# Source extract:
>> Start

Garrett E. Eriksen takes a look at the uniforms and insignia worn by the Waffen-SS during the Ardennes Offensive
By 1944 the war was all but lost for Nazi Germany and one last, big push was all Hitler could muster. Known as the Battle of the Bulge, it took place in the Ardennes region of eastern Belgium. Many units would be involved in the offensive and the Waffen-SS played a major role as Hitler’s most trusted divisions.
The SS was formed as a protection force for Adolf Hitler during his rise to power. The Schutzstaffel (Protection Squadron) was divided into two divisions: the Waffen-SS (Armed SS) and the Allgemeine-SS (General SS). The latter was responsible for enforcing and institutionalising the doctrine and policies of the Nazi Party, including those of racial discrimination. From this division of the SS came the infamous SS-Totenkopfverbände, the Death’s Head Unit, which was responsible for Hitler’s concentration camps, exterminations, assassinations and other similar duties. Further divisions of the Allgemeine-SS include the notorious Gestapo units (Secret Police) and Sicherheitsdienst (Security Services), all aimed at ensuring that Nazi Party doctrine was enforced and impressed upon the masses. The Allgemeine-SS was never involved in direct combat but rather was responsible for social administration, security, punishment, enforcement and similar home duties for those living under German rule. Heinrich Himmler is the most famous member of the SS and he was personally responsible for ensuring that the grip of the SS was widespread and absolute.
The Waffen-SS, however, was the armed wing of the SS and had many well-equipped and highly trained elite soldiers in its units. A force numbering around 900,000 men, the SS had elite units in Panzer divisions, as well as Panzergrenadier, infantry and even cavalry detachments. Despite a more army doctrine approach, the SS was still under the control of Himmler, so even here he had a division dedicated to security for newly occupied territories which reported only to him: the Kommandostab Reichsführer-SS (Command Staff Reichsführer-SS).
There were many SS divisions, but possibly the most notable at the Ardennes Offensive was the LSSAH. The 1st SS Panzer Division Leibstandarte SS Adolf Hitler (LSSAH) began as Adolf Hitler’s personal bodyguard and had some of the most trusted men in the NSDAP when it first began. Eventually, this regiment grew to the point of becoming its own Panzer division and joined in several invasions of different countries and territories during the course of the war.

>> End

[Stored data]
>> Start

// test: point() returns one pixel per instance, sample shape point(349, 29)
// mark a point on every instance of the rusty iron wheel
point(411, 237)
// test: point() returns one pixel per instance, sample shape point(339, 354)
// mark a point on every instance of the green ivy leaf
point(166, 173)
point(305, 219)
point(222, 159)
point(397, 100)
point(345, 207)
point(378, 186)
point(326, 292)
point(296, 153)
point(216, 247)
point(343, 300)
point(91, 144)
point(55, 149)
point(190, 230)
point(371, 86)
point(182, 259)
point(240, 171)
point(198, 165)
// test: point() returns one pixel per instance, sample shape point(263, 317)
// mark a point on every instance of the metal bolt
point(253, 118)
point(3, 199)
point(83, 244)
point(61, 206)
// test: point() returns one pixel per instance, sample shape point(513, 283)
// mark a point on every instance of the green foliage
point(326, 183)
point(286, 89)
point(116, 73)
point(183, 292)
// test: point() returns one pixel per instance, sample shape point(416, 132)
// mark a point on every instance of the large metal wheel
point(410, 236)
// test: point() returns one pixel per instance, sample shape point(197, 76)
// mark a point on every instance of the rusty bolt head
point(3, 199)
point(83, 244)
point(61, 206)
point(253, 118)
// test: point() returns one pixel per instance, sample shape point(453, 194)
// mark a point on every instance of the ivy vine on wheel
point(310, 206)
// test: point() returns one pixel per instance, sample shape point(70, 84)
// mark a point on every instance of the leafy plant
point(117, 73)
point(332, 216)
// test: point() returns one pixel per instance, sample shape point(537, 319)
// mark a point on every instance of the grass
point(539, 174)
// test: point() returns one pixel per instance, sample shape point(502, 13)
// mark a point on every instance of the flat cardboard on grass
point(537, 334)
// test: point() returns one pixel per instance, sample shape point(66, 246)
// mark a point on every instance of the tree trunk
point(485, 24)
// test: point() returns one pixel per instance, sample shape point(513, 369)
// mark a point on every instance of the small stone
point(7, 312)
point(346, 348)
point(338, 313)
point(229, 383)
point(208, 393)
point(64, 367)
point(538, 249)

>> End

# Your tasks:
a - Print the passage of the Waffen-SS article from "The Waffen-SS, however, was" up to and including "(Command Staff Reichsführer-SS).".
b - Proceed with the Waffen-SS article, writing on from its last sentence.
The records are separate material, distinct from the Waffen-SS article.

# Responses per task:
a -
The Waffen-SS, however, was the armed wing of the SS and had many well-equipped and highly trained elite soldiers in its units. A force numbering around 900,000 men, the SS had elite units in Panzer divisions, as well as Panzergrenadier, infantry and even cavalry detachments. Despite a more army doctrine approach, the SS was still under the control of Himmler, so even here he had a division dedicated to security for newly occupied territories which reported only to him: the Kommandostab Reichsführer-SS (Command Staff Reichsführer-SS).

b -
The black uniform
Collectors should note that black uniform for the Allgemeine-SS was mostly worn during 1932-36 and was phased out in the following years, becoming rarer as the war progressed. These uniforms are often erroneously used in films and other sources due to their iconic nature, despite the anachronism of their presence after 1936. The Panzer division of the Waffen-SS, however, made use of a black uniform throughout the war but towards the end of the conflict would mix-and-match their uniform with other, more practical colour options. The rest of the Waffen-SS would make use of similar colour tones to other Wehrmacht divisions, notably the field grey/green and sometimes camouflage, depending on division. In terms of the Allgemeine-SS uniforms, it is worth briefly mentioning them for context but they will not form part of this uniform collectors’ article.
It is a well-known fact that the Nazi party, and Hitler especially, had crackpot mystical leanings and these influenced its development as an organisation and a military power. Their belief in the so-called Aryan race, and similar myths and legends, can be found scattered throughout their propaganda, uniforms and insignia. The swastika itself is a Tibetan symbol of good luck, amongst other things, so it is no surprise that something purported to have as much mystical power or legendary gravitas as Germanic or Norse Runes would make their way into the Nazi uniform.
The SS made use of Armanen Runes, created by Austrian mystic Guido von List, to denote the SS symbol, using the S rune in particular. Members of the SS, from any division, would wear SS collar tabs as part of their uniform and it is these tabs that were used as identifiers to Allied troops and which have become major collectors’ items. The tab design is silver SS runes on a black background. Officers’ tabs often had silver linings. On the opposite collar would often be pips and/or stripes to denote rank, although they were blank for lower ranks. Some ranks, such as those in the Panzer divisions, sometimes had Totenkopf insignia instead of SS runes or other rank insignia.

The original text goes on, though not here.